Mas aí a hipótese da mera ignorância organizada começa a ceder lugar à
suspeita de uma trama consciente bem maior do que a nossa paranóia poderia
imaginar. Membros importantes do CFR tiveram contatos próximos com as
organizações criminosas participantes do Foro de São Paulo, cuja existência,
portanto, não poderiam ignorar (leia-se a respeito o meu artigo "Por trás da
subversão", Diário do Comércio, dia 05 de junho de 2006, http://www.olavodecarvalho.org/semana/060605dc.html).
Em suma, o Brasil parecia estar preso entre as malhas de uma articulação
criminosa, que envolvia, ao mesmo tempo, a totalidade dos partidos de esquerda
latino-americanos, o grosso da classe jornalística nacional, as principais
gangues de narcotraficantes do continente e, por fim, uma parcela nada
desprezível da elite política e financeira norte americana.

..............................

**TAREFAS**
a - Responda com base no trecho:
(i) Com que organizações membros importantes do CFR tiveram contatos próximos?
(ii) Em que jornal e em que data saiu o artigo "Por trás da subversão"?
(iii) Que parte dos partidos de esquerda latino-americanos estaria envolvida na articulação criminosa?
b - Transcreva, sem mudar nada, a parte do trecho que começa em "Mas aí a hipótese" e termina em "financeira norte americana.".
Não é preciso consultar os itens.

**Entradas de apontamento e rotulagem**
..............................

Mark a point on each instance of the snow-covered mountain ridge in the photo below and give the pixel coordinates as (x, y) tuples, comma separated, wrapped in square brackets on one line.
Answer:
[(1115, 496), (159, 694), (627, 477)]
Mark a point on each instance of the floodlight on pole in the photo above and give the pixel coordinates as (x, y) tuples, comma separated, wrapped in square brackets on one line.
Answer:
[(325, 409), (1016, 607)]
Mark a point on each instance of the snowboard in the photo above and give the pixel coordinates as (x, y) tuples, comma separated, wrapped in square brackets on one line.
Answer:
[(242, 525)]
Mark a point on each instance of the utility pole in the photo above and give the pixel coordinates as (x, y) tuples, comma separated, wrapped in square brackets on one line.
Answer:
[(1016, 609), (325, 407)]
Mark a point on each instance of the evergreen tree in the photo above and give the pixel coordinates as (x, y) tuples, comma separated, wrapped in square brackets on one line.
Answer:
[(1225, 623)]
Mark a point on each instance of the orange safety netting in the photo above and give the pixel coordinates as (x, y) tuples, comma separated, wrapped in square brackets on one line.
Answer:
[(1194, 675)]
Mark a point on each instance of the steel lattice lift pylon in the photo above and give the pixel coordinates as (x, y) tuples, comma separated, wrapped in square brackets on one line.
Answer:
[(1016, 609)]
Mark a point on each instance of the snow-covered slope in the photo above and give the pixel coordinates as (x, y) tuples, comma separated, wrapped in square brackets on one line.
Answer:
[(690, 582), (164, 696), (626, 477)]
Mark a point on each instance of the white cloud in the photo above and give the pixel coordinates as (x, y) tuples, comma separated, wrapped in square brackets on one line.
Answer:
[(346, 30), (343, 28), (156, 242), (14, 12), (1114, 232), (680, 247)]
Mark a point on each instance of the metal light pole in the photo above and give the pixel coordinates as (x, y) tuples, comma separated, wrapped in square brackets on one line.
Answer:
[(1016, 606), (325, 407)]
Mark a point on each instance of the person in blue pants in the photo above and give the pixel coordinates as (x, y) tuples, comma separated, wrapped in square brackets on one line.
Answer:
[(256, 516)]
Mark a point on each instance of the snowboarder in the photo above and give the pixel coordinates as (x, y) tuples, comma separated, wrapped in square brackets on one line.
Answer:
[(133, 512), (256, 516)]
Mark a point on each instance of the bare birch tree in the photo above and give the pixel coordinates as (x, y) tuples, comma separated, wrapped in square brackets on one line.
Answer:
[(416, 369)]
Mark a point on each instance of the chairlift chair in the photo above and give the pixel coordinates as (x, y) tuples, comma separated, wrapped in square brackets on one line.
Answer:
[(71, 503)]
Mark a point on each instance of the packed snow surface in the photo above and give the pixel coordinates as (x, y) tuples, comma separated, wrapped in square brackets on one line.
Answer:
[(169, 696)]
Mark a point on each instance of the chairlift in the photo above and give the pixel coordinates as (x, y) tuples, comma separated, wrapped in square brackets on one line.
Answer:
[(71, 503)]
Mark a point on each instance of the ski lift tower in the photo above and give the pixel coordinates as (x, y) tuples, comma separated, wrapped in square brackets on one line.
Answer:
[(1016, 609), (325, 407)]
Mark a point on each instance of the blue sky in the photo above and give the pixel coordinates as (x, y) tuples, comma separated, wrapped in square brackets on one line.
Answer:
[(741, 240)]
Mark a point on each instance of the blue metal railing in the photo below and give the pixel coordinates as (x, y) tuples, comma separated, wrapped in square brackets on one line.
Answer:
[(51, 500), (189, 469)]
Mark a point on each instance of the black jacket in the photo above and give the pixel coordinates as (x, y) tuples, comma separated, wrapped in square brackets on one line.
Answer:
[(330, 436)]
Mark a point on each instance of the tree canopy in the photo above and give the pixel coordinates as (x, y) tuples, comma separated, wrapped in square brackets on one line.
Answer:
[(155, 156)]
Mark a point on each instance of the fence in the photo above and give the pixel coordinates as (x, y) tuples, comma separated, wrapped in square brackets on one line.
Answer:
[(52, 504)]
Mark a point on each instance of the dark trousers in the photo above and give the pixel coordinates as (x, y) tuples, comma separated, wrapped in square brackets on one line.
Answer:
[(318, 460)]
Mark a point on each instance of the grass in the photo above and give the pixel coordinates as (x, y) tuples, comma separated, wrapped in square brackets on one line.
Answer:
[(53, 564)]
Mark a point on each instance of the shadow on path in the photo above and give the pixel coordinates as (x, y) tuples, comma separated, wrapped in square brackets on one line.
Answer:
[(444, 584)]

..............................

**RESPOSTAS**
a -
(i) Com as organizações criminosas participantes do Foro de São Paulo.
(ii) No Diário do Comércio, em 5 de junho de 2006.
(iii) A totalidade deles.

b -
Mas aí a hipótese da mera ignorância organizada começa a ceder lugar à
suspeita de uma trama consciente bem maior do que a nossa paranóia poderia
imaginar. Membros importantes do CFR tiveram contatos próximos com as
organizações criminosas participantes do Foro de São Paulo, cuja existência,
portanto, não poderiam ignorar (leia-se a respeito o meu artigo "Por trás da
subversão", Diário do Comércio, dia 05 de junho de 2006, http://www.olavodecarvalho.org/semana/060605dc.html).
Em suma, o Brasil parecia estar preso entre as malhas de uma articulação
criminosa, que envolvia, ao mesmo tempo, a totalidade dos partidos de esquerda
latino-americanos, o grosso da classe jornalística nacional, as principais
gangues de narcotraficantes do continente e, por fim, uma parcela nada
desprezível da elite política e financeira norte americana.